* Your goal *
After locating the line that contains "Find every instance of the chair seat", quote it and all lines after it through the end of the entries, and nothing more. Pictures stay out.

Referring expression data
+-------+

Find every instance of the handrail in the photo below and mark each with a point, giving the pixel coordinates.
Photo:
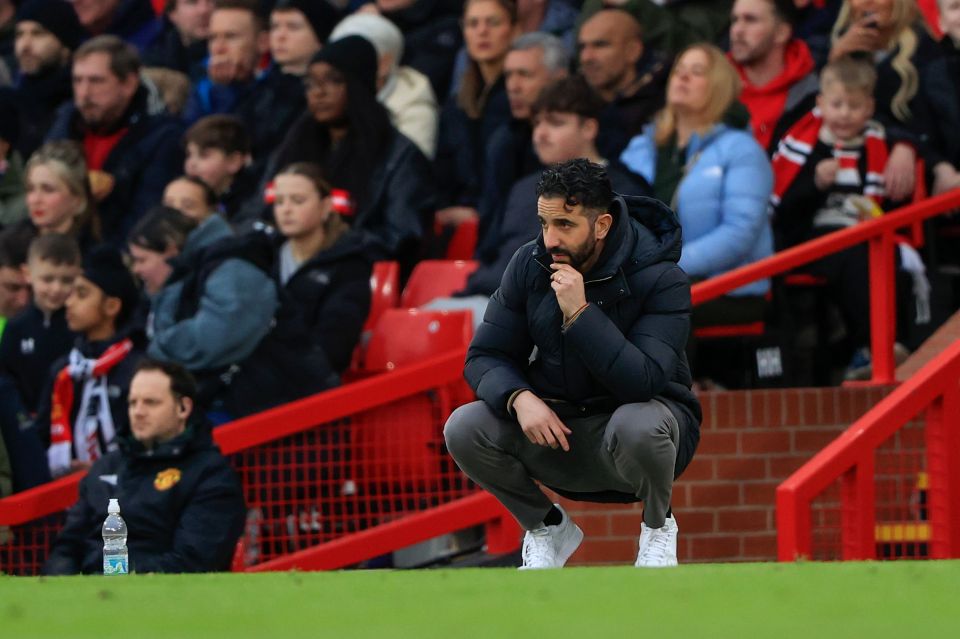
(880, 234)
(935, 387)
(267, 426)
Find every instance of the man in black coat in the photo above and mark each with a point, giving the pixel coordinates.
(131, 144)
(580, 369)
(181, 501)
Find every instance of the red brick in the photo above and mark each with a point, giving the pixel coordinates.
(760, 493)
(746, 520)
(715, 548)
(597, 525)
(741, 468)
(760, 547)
(714, 495)
(717, 442)
(810, 406)
(606, 551)
(625, 524)
(783, 466)
(793, 411)
(813, 440)
(764, 441)
(739, 409)
(695, 522)
(702, 468)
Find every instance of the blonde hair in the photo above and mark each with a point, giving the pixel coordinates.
(65, 159)
(473, 93)
(905, 40)
(723, 87)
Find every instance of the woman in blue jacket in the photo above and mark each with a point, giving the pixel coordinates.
(717, 179)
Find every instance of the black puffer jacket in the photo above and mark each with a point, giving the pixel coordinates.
(182, 504)
(626, 347)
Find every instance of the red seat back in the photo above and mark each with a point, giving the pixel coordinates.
(431, 279)
(403, 336)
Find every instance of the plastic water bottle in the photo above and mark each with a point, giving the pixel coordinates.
(114, 541)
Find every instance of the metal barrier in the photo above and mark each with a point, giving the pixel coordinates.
(889, 486)
(362, 457)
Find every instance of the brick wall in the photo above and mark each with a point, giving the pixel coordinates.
(724, 502)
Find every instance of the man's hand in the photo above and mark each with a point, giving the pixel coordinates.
(899, 176)
(539, 423)
(825, 173)
(567, 283)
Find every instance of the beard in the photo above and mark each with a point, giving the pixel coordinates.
(579, 255)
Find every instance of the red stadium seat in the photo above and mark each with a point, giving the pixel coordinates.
(403, 336)
(435, 278)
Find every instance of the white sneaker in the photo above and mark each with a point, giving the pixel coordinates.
(658, 546)
(551, 546)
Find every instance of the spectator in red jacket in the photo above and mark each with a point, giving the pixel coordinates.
(775, 67)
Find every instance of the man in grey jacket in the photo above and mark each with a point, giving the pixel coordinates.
(602, 410)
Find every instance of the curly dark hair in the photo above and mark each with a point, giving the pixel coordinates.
(578, 182)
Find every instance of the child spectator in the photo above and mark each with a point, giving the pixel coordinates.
(218, 152)
(829, 176)
(191, 196)
(83, 406)
(38, 336)
(58, 193)
(321, 263)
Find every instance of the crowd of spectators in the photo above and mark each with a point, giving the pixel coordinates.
(209, 182)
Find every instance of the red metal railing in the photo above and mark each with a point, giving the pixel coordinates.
(881, 236)
(889, 485)
(365, 458)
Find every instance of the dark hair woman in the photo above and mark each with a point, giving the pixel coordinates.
(347, 132)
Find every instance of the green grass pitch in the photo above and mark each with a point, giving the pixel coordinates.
(906, 600)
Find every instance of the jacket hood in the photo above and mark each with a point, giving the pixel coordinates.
(645, 231)
(212, 229)
(798, 63)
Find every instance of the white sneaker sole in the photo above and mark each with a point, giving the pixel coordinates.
(568, 548)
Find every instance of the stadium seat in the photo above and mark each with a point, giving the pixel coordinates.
(431, 279)
(403, 336)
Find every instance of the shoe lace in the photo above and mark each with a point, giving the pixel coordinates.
(658, 545)
(537, 548)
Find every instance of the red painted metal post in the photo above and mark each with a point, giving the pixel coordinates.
(858, 511)
(794, 526)
(943, 469)
(883, 311)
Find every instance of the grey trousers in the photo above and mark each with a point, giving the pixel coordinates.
(631, 451)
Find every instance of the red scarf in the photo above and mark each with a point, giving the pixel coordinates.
(795, 148)
(79, 370)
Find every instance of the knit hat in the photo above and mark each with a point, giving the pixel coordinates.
(321, 15)
(353, 55)
(104, 267)
(57, 17)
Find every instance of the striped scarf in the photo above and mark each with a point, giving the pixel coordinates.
(797, 145)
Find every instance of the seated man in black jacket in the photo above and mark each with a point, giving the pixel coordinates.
(580, 369)
(182, 502)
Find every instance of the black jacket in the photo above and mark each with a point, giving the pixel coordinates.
(626, 347)
(182, 503)
(400, 198)
(31, 343)
(118, 381)
(332, 290)
(518, 224)
(38, 97)
(142, 162)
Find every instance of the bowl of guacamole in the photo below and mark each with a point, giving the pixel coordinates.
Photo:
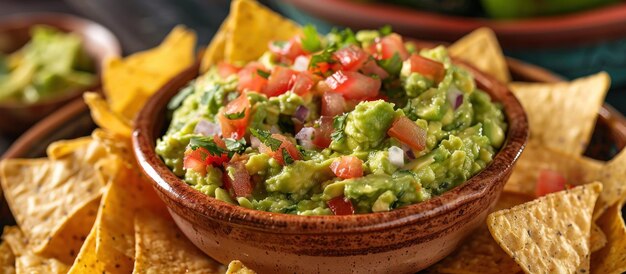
(345, 147)
(47, 60)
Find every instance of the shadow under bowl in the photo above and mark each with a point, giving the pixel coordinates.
(16, 117)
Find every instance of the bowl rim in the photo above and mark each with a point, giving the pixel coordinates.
(176, 190)
(109, 46)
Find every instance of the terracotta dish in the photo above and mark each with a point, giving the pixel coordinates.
(99, 42)
(403, 240)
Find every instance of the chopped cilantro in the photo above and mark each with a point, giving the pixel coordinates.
(263, 73)
(266, 138)
(311, 41)
(236, 115)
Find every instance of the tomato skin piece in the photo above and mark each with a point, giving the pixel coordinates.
(351, 58)
(235, 128)
(280, 81)
(406, 131)
(249, 78)
(340, 206)
(430, 69)
(353, 85)
(549, 181)
(333, 104)
(347, 167)
(225, 69)
(285, 145)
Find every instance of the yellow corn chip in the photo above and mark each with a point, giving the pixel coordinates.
(612, 258)
(481, 49)
(7, 259)
(613, 178)
(480, 253)
(535, 158)
(237, 267)
(550, 234)
(215, 51)
(104, 117)
(129, 82)
(162, 248)
(253, 27)
(562, 115)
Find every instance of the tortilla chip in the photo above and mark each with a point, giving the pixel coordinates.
(597, 239)
(612, 258)
(253, 27)
(550, 234)
(7, 259)
(25, 260)
(562, 115)
(162, 248)
(87, 261)
(46, 194)
(480, 253)
(481, 49)
(237, 267)
(613, 178)
(129, 82)
(115, 233)
(104, 117)
(215, 51)
(536, 158)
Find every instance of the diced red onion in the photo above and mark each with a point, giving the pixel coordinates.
(301, 113)
(301, 63)
(255, 142)
(396, 156)
(305, 137)
(207, 128)
(455, 97)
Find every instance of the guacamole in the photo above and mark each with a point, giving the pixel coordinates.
(51, 64)
(338, 124)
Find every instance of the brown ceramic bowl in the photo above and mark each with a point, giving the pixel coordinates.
(99, 43)
(404, 240)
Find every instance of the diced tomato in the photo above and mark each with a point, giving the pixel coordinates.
(280, 81)
(351, 57)
(408, 132)
(250, 79)
(353, 85)
(289, 49)
(347, 167)
(235, 128)
(430, 69)
(286, 145)
(386, 47)
(323, 130)
(225, 69)
(340, 206)
(241, 183)
(371, 68)
(549, 181)
(304, 82)
(333, 104)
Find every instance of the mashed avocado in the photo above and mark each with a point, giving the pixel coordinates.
(352, 131)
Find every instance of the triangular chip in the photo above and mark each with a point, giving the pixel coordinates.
(612, 258)
(162, 248)
(550, 234)
(613, 178)
(481, 49)
(253, 26)
(129, 82)
(215, 50)
(562, 115)
(537, 158)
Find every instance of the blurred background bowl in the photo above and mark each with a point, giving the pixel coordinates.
(99, 43)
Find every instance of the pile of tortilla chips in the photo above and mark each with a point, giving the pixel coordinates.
(86, 208)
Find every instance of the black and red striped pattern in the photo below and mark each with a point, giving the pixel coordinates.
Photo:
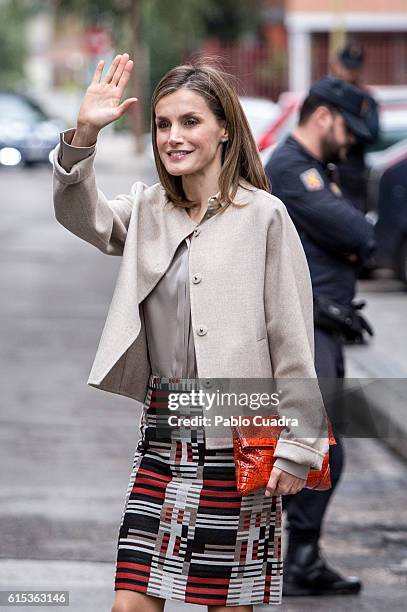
(186, 533)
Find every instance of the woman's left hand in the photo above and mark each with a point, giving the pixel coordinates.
(283, 483)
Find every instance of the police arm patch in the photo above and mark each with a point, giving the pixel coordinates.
(312, 180)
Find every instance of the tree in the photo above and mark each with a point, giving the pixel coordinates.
(12, 47)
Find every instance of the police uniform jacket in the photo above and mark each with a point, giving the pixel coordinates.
(330, 227)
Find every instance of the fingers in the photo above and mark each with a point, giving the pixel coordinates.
(125, 77)
(124, 106)
(273, 482)
(112, 68)
(283, 483)
(98, 72)
(119, 69)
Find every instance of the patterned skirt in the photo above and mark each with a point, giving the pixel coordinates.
(186, 533)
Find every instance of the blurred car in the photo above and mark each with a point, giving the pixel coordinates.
(27, 135)
(260, 113)
(391, 225)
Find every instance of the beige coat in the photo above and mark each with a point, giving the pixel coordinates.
(252, 313)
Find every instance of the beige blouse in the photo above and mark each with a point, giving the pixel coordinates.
(167, 315)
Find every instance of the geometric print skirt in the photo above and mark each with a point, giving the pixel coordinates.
(186, 533)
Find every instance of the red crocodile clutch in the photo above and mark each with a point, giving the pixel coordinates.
(254, 458)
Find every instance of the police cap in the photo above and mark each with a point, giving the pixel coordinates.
(351, 56)
(350, 101)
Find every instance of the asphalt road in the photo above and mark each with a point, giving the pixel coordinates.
(66, 449)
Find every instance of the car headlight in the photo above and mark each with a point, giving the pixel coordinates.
(9, 156)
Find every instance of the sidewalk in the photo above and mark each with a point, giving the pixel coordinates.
(383, 361)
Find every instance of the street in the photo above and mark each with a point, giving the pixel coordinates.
(66, 449)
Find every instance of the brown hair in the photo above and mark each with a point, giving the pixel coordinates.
(240, 156)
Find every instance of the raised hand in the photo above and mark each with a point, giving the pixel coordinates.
(101, 104)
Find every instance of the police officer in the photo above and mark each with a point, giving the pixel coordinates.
(352, 172)
(337, 239)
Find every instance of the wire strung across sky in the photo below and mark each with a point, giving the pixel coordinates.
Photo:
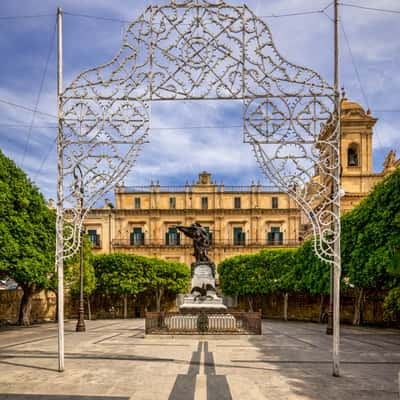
(46, 65)
(283, 15)
(35, 109)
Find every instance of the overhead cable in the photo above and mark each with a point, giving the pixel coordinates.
(10, 103)
(370, 8)
(44, 74)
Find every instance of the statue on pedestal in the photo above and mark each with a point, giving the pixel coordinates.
(203, 291)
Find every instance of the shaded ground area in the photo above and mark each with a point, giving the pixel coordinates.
(114, 360)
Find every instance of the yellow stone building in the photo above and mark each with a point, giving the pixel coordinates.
(240, 219)
(357, 177)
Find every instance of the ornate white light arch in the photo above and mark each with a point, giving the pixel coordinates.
(204, 49)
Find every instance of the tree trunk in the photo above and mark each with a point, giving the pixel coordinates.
(321, 308)
(358, 307)
(159, 294)
(125, 306)
(89, 308)
(285, 305)
(250, 301)
(26, 305)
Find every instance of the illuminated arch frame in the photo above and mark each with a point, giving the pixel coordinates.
(199, 49)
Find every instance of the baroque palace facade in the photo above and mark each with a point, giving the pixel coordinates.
(240, 219)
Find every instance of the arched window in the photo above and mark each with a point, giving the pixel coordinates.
(352, 155)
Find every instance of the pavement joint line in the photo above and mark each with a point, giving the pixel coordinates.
(344, 337)
(107, 338)
(319, 362)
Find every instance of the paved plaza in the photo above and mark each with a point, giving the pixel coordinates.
(115, 360)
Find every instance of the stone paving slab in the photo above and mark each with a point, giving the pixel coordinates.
(114, 360)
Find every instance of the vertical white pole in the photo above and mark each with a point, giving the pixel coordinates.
(337, 259)
(59, 222)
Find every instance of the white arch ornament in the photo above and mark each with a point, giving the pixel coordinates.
(203, 49)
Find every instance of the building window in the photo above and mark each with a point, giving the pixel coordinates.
(137, 202)
(236, 202)
(172, 237)
(137, 237)
(352, 156)
(239, 237)
(275, 236)
(94, 237)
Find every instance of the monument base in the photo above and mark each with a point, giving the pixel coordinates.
(203, 296)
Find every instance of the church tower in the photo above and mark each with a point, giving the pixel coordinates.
(357, 175)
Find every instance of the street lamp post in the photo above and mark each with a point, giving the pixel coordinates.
(80, 326)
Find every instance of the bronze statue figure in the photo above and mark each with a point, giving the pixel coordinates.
(201, 240)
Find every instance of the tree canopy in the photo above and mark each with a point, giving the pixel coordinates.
(130, 274)
(27, 233)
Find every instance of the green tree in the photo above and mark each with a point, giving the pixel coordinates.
(256, 274)
(167, 277)
(121, 274)
(27, 235)
(370, 233)
(72, 273)
(310, 274)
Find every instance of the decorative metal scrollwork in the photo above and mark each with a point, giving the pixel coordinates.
(203, 49)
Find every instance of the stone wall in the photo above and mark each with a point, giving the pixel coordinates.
(304, 307)
(300, 306)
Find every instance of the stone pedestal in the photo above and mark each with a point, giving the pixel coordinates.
(203, 296)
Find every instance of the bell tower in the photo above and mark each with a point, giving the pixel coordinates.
(356, 152)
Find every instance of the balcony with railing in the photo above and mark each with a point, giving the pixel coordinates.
(125, 243)
(189, 189)
(95, 239)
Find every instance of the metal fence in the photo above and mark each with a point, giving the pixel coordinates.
(203, 323)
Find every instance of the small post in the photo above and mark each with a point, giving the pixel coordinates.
(80, 326)
(60, 211)
(337, 259)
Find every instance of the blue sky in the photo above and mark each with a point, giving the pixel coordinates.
(175, 155)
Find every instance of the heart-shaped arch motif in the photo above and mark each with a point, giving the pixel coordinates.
(203, 49)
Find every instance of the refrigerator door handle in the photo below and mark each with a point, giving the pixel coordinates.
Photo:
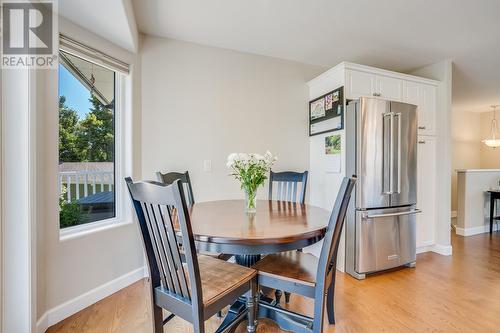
(390, 152)
(409, 212)
(399, 152)
(391, 156)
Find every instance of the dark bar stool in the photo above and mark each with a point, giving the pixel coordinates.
(494, 195)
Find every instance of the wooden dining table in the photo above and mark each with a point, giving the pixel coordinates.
(224, 227)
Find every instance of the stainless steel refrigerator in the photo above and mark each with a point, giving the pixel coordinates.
(381, 144)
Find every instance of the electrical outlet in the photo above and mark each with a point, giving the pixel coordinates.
(207, 165)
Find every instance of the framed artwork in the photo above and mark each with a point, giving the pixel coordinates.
(326, 113)
(318, 109)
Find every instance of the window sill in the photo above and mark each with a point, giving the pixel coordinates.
(91, 228)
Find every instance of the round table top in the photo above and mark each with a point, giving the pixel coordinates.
(277, 226)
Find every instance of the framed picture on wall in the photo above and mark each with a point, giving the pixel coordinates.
(326, 112)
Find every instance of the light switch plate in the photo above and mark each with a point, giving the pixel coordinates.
(207, 165)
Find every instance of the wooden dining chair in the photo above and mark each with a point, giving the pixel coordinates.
(304, 274)
(287, 183)
(167, 179)
(199, 288)
(287, 186)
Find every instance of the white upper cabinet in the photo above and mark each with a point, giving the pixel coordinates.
(363, 84)
(424, 96)
(389, 88)
(359, 84)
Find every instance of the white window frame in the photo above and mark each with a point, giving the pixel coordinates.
(122, 161)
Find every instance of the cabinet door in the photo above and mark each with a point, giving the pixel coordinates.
(359, 84)
(427, 110)
(389, 88)
(426, 191)
(411, 93)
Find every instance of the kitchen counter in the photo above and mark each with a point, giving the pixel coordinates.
(477, 170)
(474, 200)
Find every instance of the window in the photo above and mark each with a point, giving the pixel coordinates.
(87, 141)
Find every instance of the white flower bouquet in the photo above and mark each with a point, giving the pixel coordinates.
(251, 170)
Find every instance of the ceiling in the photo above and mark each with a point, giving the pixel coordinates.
(111, 19)
(398, 35)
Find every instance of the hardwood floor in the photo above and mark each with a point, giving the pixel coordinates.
(460, 293)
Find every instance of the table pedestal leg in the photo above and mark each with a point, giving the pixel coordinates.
(235, 310)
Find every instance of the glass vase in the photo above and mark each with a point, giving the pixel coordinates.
(250, 202)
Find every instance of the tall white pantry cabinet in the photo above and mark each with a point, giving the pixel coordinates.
(364, 81)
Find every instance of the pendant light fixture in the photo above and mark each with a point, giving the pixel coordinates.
(494, 140)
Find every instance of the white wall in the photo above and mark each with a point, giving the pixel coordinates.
(466, 135)
(442, 72)
(72, 268)
(18, 205)
(202, 103)
(468, 130)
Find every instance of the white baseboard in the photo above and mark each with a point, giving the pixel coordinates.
(425, 248)
(445, 250)
(474, 230)
(62, 311)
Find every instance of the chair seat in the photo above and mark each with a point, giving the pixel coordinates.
(221, 256)
(293, 266)
(219, 277)
(216, 255)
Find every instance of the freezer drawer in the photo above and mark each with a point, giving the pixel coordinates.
(385, 239)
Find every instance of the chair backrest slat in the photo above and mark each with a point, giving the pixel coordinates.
(169, 177)
(288, 183)
(156, 244)
(165, 253)
(175, 252)
(328, 257)
(161, 210)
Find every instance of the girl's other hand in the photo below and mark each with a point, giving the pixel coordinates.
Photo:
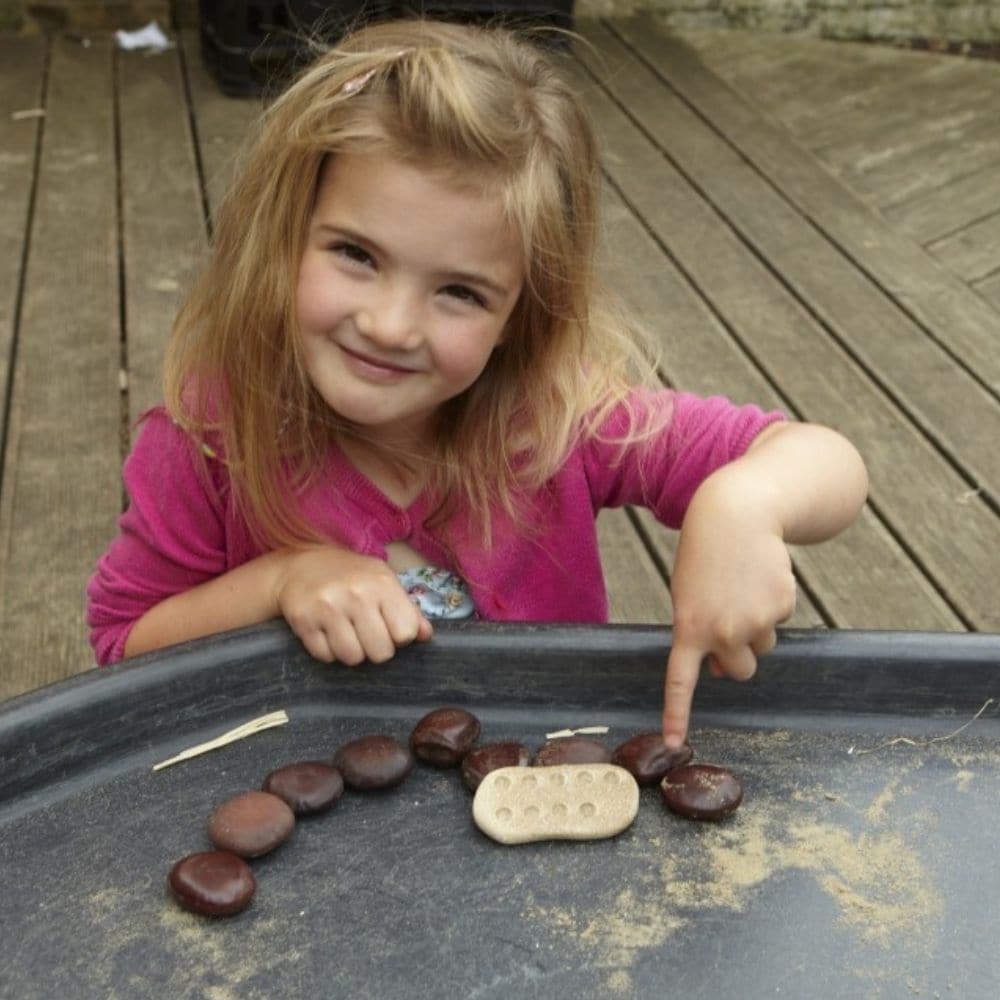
(345, 606)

+-------+

* Exercise response *
Find every instance of the chair seat in the photo above and mark each with a point, giving the pixel coordinates.
(221, 256)
(293, 266)
(219, 277)
(216, 255)
Find every instance of the freezer drawer in the photo above and mark each with a point, giving the pixel coordinates.
(385, 239)
Find every instance of the chair backrest slat in the photo above and mark each with a point, giving the pixel coordinates.
(169, 177)
(288, 183)
(156, 244)
(165, 253)
(175, 252)
(328, 257)
(161, 210)
Find every instance of the girl's other hand in the photo below and mark each with a point, giving the pixel coordinates.
Photo:
(345, 606)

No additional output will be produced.